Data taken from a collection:
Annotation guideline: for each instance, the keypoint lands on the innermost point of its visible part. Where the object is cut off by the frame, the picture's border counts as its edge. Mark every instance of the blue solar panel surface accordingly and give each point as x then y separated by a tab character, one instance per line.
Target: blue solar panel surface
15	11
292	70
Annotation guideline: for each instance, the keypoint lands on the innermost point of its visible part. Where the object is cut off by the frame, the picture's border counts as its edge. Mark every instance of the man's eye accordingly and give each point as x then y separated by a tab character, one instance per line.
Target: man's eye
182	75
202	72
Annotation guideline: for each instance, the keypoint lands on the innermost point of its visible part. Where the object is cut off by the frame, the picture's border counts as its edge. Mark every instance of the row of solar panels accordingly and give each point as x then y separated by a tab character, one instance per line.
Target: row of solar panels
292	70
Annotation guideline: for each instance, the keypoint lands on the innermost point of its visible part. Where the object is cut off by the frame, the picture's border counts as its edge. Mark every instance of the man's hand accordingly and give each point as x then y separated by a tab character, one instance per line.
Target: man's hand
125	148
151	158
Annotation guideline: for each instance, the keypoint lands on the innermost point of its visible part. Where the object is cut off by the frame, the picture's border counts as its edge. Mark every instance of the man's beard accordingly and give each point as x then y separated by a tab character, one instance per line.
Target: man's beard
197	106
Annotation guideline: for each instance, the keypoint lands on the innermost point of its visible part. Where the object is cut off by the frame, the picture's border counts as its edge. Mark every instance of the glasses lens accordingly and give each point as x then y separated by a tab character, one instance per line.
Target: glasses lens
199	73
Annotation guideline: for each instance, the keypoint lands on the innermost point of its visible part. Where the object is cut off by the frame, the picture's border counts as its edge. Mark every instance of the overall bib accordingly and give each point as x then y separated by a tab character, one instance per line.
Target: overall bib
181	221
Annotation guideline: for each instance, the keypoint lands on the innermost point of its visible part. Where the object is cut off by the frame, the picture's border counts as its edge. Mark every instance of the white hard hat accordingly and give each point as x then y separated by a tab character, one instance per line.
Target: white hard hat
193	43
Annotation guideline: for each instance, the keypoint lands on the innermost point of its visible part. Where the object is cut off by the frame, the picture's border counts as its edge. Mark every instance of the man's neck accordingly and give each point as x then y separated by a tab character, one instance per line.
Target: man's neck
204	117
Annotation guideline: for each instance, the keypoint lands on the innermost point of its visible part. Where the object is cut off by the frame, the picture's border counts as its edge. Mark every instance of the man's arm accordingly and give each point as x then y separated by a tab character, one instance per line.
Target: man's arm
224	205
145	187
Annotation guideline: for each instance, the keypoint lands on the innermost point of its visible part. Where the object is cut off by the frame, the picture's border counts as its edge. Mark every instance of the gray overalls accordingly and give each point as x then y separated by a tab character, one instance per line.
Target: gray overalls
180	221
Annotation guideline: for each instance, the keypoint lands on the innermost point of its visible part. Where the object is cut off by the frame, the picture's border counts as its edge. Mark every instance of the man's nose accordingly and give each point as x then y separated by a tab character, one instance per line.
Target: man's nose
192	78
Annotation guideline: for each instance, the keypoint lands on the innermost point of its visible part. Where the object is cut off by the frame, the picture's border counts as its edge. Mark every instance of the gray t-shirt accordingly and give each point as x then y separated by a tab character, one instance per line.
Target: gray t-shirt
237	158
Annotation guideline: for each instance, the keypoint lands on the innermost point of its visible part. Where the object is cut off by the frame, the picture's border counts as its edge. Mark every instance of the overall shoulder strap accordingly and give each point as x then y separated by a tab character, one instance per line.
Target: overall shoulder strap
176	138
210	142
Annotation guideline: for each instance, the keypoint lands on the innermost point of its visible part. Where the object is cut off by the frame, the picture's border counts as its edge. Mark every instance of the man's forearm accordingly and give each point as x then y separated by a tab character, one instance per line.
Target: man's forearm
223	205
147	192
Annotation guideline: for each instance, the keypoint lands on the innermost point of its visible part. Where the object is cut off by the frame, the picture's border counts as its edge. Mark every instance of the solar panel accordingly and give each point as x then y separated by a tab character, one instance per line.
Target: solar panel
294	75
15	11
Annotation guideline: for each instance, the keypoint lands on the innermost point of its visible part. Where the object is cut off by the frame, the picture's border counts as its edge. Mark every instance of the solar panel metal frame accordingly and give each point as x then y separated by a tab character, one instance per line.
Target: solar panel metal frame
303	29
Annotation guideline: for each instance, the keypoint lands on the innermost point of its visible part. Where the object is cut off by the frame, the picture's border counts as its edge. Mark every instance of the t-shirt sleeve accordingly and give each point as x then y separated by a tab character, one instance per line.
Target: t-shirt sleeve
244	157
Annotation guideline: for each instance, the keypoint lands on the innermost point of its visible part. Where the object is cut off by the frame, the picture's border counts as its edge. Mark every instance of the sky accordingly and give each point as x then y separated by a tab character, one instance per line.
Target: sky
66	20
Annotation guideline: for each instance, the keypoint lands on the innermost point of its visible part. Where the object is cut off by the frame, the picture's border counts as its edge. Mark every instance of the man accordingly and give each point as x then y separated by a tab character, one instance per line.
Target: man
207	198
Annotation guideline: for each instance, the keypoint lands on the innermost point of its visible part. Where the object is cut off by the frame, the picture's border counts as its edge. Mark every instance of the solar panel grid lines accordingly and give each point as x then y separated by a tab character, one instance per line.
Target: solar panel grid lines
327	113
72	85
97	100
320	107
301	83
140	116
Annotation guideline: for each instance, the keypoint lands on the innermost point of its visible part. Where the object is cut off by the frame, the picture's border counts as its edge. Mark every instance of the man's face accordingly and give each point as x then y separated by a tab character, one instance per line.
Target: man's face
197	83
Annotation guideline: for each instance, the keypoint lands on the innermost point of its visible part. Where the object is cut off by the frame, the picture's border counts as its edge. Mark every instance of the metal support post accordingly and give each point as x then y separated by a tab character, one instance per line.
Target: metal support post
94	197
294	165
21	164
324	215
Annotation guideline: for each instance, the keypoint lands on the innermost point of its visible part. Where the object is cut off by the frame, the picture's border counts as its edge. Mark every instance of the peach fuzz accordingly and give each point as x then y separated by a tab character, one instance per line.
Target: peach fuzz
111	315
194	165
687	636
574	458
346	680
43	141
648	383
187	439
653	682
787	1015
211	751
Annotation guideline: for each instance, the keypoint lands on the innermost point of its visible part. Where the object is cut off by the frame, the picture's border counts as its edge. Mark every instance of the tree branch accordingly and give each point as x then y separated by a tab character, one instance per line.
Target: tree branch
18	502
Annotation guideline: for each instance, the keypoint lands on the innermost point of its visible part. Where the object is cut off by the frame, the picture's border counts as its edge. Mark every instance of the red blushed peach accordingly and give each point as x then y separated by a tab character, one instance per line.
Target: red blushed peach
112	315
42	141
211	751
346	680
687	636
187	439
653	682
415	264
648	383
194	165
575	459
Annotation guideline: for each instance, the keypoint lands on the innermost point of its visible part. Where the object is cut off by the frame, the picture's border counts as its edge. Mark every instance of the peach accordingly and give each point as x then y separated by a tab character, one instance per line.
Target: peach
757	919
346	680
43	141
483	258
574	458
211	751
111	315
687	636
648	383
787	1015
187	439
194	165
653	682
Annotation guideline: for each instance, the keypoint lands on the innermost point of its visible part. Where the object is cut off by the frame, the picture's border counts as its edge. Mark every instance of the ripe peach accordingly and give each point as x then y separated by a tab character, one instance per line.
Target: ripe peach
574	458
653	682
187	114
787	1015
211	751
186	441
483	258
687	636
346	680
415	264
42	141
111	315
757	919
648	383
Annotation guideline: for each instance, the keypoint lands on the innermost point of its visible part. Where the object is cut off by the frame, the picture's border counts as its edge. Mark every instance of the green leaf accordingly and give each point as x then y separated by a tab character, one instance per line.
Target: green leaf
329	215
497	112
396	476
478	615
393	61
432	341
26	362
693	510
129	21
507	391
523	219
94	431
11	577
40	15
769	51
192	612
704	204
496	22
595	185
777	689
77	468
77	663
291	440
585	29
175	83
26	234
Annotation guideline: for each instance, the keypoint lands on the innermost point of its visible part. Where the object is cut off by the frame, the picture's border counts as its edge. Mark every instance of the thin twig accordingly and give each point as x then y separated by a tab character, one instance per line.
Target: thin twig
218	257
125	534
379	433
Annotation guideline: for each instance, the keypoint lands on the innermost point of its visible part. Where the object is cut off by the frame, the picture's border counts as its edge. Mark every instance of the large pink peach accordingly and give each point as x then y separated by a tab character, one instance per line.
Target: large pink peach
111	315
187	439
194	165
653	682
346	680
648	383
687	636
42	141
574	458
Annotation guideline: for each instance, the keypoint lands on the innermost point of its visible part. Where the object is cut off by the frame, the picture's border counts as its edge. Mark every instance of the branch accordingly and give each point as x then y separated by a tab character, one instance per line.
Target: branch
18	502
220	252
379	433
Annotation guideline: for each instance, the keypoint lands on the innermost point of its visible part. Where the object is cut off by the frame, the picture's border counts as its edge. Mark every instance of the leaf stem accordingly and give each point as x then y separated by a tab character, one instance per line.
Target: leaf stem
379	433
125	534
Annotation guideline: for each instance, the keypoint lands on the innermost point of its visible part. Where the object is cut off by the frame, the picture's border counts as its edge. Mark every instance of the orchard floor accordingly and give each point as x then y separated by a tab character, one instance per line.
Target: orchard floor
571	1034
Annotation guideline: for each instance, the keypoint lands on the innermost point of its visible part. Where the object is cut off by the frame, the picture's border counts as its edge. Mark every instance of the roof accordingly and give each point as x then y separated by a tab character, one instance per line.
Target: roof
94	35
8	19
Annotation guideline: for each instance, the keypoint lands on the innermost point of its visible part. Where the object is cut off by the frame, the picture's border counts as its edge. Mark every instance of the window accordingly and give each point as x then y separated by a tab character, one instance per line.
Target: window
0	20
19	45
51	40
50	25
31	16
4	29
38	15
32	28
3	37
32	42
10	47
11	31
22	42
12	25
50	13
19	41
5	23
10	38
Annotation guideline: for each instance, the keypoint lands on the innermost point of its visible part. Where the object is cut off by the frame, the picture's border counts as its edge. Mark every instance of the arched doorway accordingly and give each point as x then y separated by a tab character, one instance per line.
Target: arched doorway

■ WRITTEN PROBLEM
Give every line of the material from the line containing "of the roof" through the end of the material, both ends included, as a JSON list of strings with one string per line and blank lines omitted.

■ PROBLEM SOLUTION
[
  "Annotation guideline: for each instance, the keypoint lands on the innermost point of its visible part. Where the object is cut off by the frame, the picture's border counts as its edge. Mark every instance of the roof accordingly and give each point as x then y separated by a tab character, one instance per line.",
  "Target: roof",
  "94\t35",
  "8\t19",
  "Annotation guideline: for each instance, the keypoint lands on the innermost point of its visible part. Where the object is cut off by the frame, the picture's border counts as its edge. Mark every instance of the window accordingly and give each point as x then y separated by a tab character, one instance per line.",
  "Target: window",
  "0\t20",
  "19\t45",
  "51\t40",
  "50\t25",
  "31\t16",
  "4\t29",
  "38\t15",
  "32\t28",
  "3\t37",
  "32\t42",
  "10\t47",
  "11\t31",
  "22\t42",
  "12\t25",
  "50\t13",
  "19\t41",
  "5\t23",
  "10\t38",
  "Annotation guideline: for each instance, the keypoint lands on the innermost point of its visible part. Where the object is cut off by the frame, the picture's border counts as its edge. Mark every instance of the arched doorway accordingly and give each point as x then y separated by a tab character, one instance per line.",
  "Target: arched doorway"
]